▶ [TO DO] Reproduce the material below word for word, from its first line through the line containing "left=1293, top=622, right=1312, bottom=836", and leave out any pictures.
------------------------------------------------------------
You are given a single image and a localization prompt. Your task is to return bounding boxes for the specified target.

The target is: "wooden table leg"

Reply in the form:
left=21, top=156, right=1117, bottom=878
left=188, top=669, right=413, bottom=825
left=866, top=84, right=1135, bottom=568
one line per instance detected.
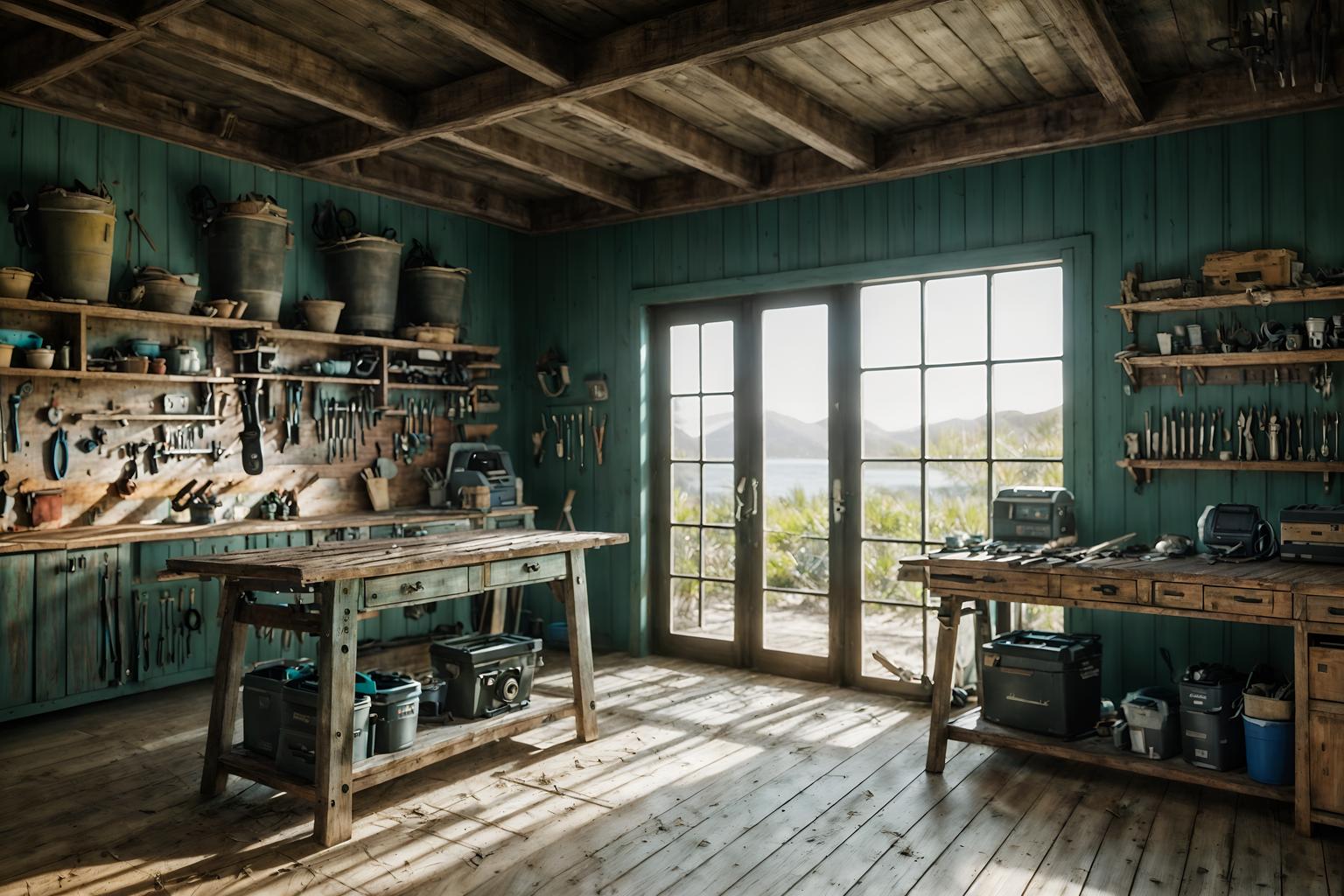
left=200, top=579, right=248, bottom=796
left=925, top=598, right=961, bottom=773
left=559, top=550, right=597, bottom=740
left=1293, top=622, right=1312, bottom=836
left=313, top=579, right=360, bottom=846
------------------------------------------------------------
▶ [WRITTEN RESPONSE]
You are given a single image and a localization prompt. Your task is to return bounding boxes for the specified target.

The target is: "wooden table leg"

Reply in the form:
left=21, top=156, right=1117, bottom=878
left=188, top=669, right=413, bottom=825
left=866, top=84, right=1135, bottom=568
one line per instance detected.
left=200, top=579, right=248, bottom=796
left=925, top=598, right=961, bottom=773
left=559, top=550, right=597, bottom=740
left=1293, top=622, right=1312, bottom=836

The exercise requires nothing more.